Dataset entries
= = = = = = =
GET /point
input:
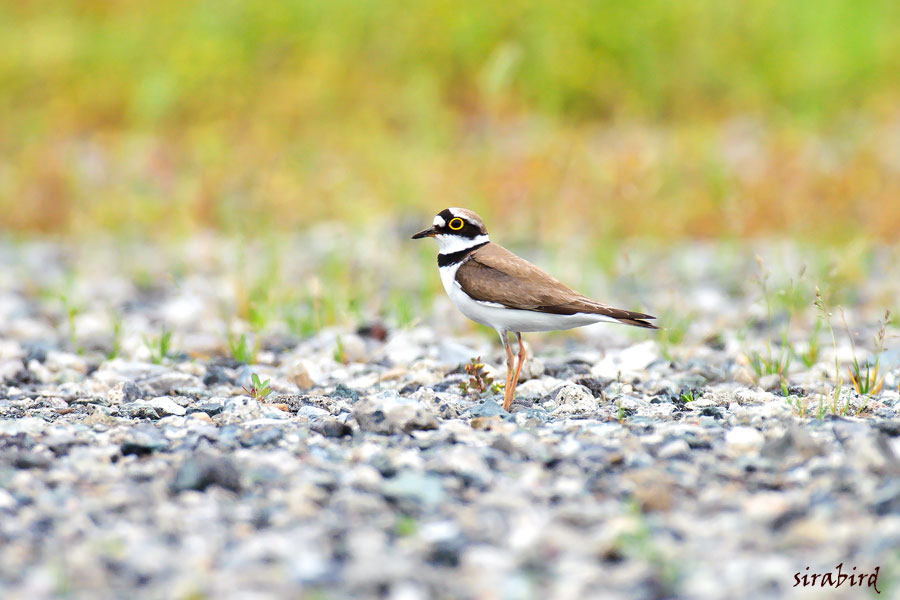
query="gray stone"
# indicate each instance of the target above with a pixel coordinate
(205, 470)
(388, 413)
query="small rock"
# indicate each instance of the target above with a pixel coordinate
(143, 440)
(200, 472)
(770, 383)
(572, 399)
(742, 440)
(675, 449)
(388, 413)
(165, 406)
(413, 490)
(342, 391)
(331, 427)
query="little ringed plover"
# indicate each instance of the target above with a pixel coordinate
(494, 287)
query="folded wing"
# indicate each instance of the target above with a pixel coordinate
= = = = = = =
■ **REQUIRED WORK**: In the records above, how many lines contain the string "query"? Only that number should be written.

■ **SOLUTION TO THIS PROBLEM**: 4